- **SUPPLIED DATA**
# # # # #
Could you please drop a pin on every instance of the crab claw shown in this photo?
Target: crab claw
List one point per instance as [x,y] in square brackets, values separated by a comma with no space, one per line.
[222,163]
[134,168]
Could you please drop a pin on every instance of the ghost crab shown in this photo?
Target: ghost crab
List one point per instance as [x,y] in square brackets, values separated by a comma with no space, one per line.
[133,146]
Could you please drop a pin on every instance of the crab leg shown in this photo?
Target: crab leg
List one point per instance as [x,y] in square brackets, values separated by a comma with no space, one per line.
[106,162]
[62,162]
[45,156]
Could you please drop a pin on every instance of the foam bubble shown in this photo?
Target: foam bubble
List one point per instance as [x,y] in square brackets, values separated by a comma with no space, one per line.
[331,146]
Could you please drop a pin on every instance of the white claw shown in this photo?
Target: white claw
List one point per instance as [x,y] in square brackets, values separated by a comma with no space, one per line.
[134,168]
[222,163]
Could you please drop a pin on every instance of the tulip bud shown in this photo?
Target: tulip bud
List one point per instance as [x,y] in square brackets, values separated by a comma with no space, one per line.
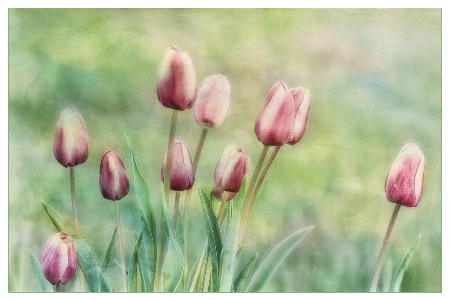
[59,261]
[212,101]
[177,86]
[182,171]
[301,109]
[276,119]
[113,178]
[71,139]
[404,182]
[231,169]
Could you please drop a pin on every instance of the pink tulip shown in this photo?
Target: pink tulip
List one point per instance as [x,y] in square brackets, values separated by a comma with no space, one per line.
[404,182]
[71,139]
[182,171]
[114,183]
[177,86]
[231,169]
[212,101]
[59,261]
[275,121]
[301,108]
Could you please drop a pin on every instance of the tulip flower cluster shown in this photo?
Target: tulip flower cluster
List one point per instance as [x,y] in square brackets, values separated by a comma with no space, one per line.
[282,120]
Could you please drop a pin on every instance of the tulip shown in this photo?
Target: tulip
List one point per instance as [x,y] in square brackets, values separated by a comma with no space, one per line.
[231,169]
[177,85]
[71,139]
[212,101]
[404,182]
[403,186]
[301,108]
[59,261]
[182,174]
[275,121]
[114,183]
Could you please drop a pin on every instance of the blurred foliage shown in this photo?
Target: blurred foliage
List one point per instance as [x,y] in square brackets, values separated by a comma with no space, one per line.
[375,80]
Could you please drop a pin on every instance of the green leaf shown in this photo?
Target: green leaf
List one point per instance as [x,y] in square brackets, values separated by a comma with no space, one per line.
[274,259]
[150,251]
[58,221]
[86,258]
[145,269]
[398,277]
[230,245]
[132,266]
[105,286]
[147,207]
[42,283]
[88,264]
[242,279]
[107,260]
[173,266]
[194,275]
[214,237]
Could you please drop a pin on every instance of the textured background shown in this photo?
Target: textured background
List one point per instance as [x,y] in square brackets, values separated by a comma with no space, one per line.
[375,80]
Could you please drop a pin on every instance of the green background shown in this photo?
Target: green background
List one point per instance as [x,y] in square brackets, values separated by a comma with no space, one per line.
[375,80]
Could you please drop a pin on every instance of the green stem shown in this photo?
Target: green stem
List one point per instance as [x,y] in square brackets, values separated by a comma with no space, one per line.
# # # # #
- **REQUIRED ACTION**
Gather each line in the entries above where the string "foam" is found.

- **ANSWER TO THE EXERCISE**
Could you please drop a pin on every instance of the foam bubble shown in this photo?
Target: foam bubble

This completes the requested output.